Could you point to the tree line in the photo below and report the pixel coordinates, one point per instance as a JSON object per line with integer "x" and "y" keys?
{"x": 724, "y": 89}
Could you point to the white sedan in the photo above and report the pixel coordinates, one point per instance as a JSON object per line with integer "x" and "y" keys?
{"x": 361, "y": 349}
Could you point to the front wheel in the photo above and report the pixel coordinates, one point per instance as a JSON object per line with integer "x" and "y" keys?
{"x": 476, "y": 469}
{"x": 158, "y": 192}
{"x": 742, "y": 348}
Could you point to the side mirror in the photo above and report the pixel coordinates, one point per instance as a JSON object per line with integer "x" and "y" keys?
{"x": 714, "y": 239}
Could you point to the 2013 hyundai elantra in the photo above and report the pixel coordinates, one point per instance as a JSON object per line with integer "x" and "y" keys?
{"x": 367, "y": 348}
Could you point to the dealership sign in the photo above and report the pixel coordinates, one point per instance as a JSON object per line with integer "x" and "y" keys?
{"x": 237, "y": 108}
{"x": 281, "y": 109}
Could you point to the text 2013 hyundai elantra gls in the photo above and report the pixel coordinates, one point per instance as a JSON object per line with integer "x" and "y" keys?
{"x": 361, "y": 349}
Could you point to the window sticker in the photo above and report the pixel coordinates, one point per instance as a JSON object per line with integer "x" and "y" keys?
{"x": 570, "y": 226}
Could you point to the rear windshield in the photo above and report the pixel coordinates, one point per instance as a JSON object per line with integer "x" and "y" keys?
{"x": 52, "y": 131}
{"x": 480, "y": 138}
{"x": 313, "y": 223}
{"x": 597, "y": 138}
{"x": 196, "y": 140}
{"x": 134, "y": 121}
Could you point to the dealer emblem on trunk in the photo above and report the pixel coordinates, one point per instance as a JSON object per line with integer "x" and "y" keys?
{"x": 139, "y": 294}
***
TO DO - Beginning with the line that holds "Could you point to the rear", copy the entries exactly to their last line, and leave out every earlier line.

EXPECTED ANSWER -
Could you point to the rear windshield in the photo above and report the pixel coordinates, one point per instance as a JSON object per line with integer "x" and "y" keys?
{"x": 52, "y": 131}
{"x": 480, "y": 138}
{"x": 313, "y": 223}
{"x": 597, "y": 138}
{"x": 196, "y": 140}
{"x": 134, "y": 121}
Could you point to the dealer emblem on trunk in the photo above and report the pixel coordinates, one point per instance as a JSON object per line with integer "x" and "y" keys?
{"x": 139, "y": 294}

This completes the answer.